#### PAGE EXCERPT ####

On campuses, the right to a free press plays an important role in conjunction with the right to free expression. There are two ways in which a free press relates directly to the debate on free expression and diversity. First, student publications play an important role in mediating discourse on campuses. Some campuses have free and independent news organizations; others allow for administrators to affect what runs in publications. Second, campuses often serve as the site of debates over whether the administrators ought to permit outside news media to cover events occurring on campus—itself an important and contested matter.
Campus news organizations play an essential role in both agenda setting and discussion of the salient news in an academic community. Most commonly, these organizations take the form of student newspapers. They also include radio stations, weekly news magazines, and other types of publications. Virtually all campuses have one or more types of news organizations run by students for the purpose of covering news in and relevant to the community.
Campus news organizations support democracy by providing an active, hands-on laboratory in which students engage in the craft of journalism. The more they can learn about and share in the true experience of journalism in the larger world, the better. Democracies need well-trained journalists to function properly and schools ought to provide these training grounds for interested students.
These news organizations also play an essential role in mediating the conversations that take place on campuses. A well-run campus news organization, led by responsible student journalists, helps to establish a fact base that can ground conversations in a constructive way. As in a city or town, a newspaper of record provides an outlet for multiple voices to reach an audience of interested fellow citizens. A campus news organization might also editorialize in ways that help to draw attention to key issues and, occasionally, to shape policy by decision makers such as administrators and trustees. The campus newspaper might also provide a constructive outlet for student opinion on the op-ed page.
As an academic administrator, I am well aware that an uncensored and independent campus news organization can drive adults on campus crazy, especially when students make mistakes in judgment or reporting (sometimes both at the same time). Despite this tendency, these organizations have a crucial function. The trade-off between a free and independent campus news organization, inevitably fallible, and a news organization that answers to campus administrators is often hotly debated on campuses. From a First Amendment and free expression perspective, the choice in favor of a free and independent campus press is clear.
The case against a free, independent campus news organization can be made in several ways. The strongest case is that student journalists are not yet trained in their craft. When empowered to operate an uncensored news organization, students are granted awesome power before they have the skill to exercise it responsibly. When they make mistakes, whether of fact or judgment, there are real casualties—the pain suffered by an individual or family, or the distortion of the truth. Even the students themselves, years later, might wish that they had not been granted such power and latitude so early in their lives. The existence of the Internet exacerbates that concern: a student journalist’s mistake in digital form could haunt them for the rest of their lives, whereas a print journalist’s errors are more quickly forgotten. We used to wrap fish in yesterday’s newspapers; no fish are wrapped in the digital versions of a reporter’s stories.

#### MATERIAL PROVIDED ####

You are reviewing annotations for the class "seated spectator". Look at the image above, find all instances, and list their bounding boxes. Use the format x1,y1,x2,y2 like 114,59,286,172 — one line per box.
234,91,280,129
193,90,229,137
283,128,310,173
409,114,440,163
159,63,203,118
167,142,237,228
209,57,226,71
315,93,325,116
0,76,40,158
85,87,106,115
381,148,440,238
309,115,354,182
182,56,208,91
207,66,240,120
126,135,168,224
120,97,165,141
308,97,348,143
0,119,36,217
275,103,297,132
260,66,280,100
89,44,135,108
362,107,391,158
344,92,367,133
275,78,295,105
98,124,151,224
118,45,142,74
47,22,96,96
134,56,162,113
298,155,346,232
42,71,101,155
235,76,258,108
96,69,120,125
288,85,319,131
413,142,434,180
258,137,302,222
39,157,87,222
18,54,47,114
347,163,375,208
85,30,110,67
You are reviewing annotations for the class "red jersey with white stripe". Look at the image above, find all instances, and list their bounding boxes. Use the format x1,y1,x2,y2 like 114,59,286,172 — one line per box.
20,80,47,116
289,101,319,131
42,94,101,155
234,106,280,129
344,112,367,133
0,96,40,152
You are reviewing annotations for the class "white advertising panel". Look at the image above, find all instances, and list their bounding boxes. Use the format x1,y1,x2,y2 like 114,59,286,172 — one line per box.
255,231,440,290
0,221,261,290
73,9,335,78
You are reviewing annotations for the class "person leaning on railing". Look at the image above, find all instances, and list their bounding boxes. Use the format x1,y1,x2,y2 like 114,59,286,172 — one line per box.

####

GIVEN TASK A
Answer these questions from the page excerpt on campus press freedom:
(i) Besides student newspapers, what forms of campus news organizations does it name?
(ii) What does it call the strongest case against a free, independent campus news organization?
(iii) Which page of the campus newspaper might give student opinion a constructive outlet?
GIVEN TASK B
Offset the listing by adding 46 to every box coordinate in the answers. Write out everything from the start of the listing down to the line that contains "85,30,110,67", with both ends and the requests included.
The page excerpt and the listing have nothing to do with each other.

SOLUTION A
(i) Radio stations, weekly news magazines, and other types of publications.
(ii) That student journalists are not yet trained in their craft.
(iii) The op-ed page.

SOLUTION B
You are reviewing annotations for the class "seated spectator". Look at the image above, find all instances, and list their bounding boxes. Use the format x1,y1,x2,y2 like 114,59,286,172 — one line per box.
280,137,326,175
239,136,275,183
329,174,356,219
455,160,486,209
205,109,249,164
213,188,283,274
255,103,272,117
361,139,371,162
46,122,86,204
131,133,152,161
427,194,486,284
355,161,400,228
228,102,254,137
253,112,286,166
172,181,214,270
166,143,211,187
354,143,394,189
46,165,82,263
321,149,343,178
306,112,326,146
135,90,181,154
408,153,437,204
390,138,413,179
321,124,341,151
144,170,197,270
164,91,188,120
93,68,142,142
180,102,208,159
344,201,392,278
88,117,147,201
281,122,304,154
142,115,166,171
334,131,365,177
459,188,480,226
304,183,348,268
85,203,133,268
64,100,93,160
393,209,421,254
131,76,156,113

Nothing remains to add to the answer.